- **Document text**
========

When people in New Hampshire talk about a peaceful divorce, the focus is mostly on ex-spouses getting along. However, children are also affected by whether or not a divorce involves as little drama as possible. According to the American Academy of Pediatrics, more than 1 million children have been affected by over 800,000 divorces in America over the past few years.
Some children and spouses experience trauma not just during the divorce, but before and after. This may be due to the circumstances around why the spouses decided to divorce. Cases of abuse are often the most heartbreaking.
How do parents maintain a clear head in these instances to protect the mental health of themselves and their children? According to Forbes, it is important to consider all options during the divorce process. A neutral third-party mediator may be able to assist ex-spouses with coming to a mutual decision without going to court. Collaborative divorces may also have a similar effect. Some elements of the divorce that may be settled at these times include the following:
- Spousal support
- Child support
- Child custody
- Property division
Parents should also try to set an example for the children by maintaining mutual respect. This may be especially difficult in cases of infidelity or domestic abuse. However, angry and overemotional parents are often viewed as unfit by the court. Failure to maintain respect may also lead to unreasonable demands out of spite, as well as longer, more expensive divorce processes.
Ensuring a divorce is peaceful requires the participation of both spouses. While there is no guaranteeing the other spouse will cooperate with the decision to keep things respectful and peaceful, one party may at least ensure they play their role for the sake of the children involved.

========

In the text on peaceful divorce, how does the court often view angry and overemotional parents?

========

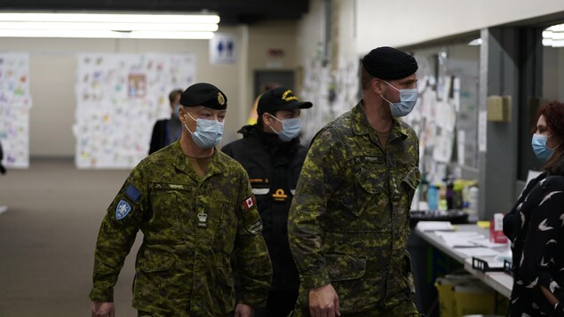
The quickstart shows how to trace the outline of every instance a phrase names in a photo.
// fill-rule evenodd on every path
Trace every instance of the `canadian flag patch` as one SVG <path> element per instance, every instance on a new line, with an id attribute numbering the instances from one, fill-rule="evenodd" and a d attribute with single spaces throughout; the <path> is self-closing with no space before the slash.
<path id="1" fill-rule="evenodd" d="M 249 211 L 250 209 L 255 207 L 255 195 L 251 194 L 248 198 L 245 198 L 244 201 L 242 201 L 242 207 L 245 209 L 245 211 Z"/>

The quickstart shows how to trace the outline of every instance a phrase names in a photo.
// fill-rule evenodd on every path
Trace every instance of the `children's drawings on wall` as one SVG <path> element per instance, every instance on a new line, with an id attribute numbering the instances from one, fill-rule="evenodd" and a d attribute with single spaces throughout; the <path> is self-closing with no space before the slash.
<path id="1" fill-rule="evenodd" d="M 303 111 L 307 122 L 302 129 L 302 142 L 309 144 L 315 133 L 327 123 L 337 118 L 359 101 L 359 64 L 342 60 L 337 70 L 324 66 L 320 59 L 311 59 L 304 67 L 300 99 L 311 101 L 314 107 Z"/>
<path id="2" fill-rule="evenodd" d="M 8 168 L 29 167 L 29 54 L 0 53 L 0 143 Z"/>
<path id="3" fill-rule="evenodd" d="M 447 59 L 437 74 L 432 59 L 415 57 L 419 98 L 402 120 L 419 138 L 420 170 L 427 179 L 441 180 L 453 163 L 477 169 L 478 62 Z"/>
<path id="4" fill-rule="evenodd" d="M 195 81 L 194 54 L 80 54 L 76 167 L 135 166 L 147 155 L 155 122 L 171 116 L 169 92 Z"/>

========

- **Exercise output**
As unfit.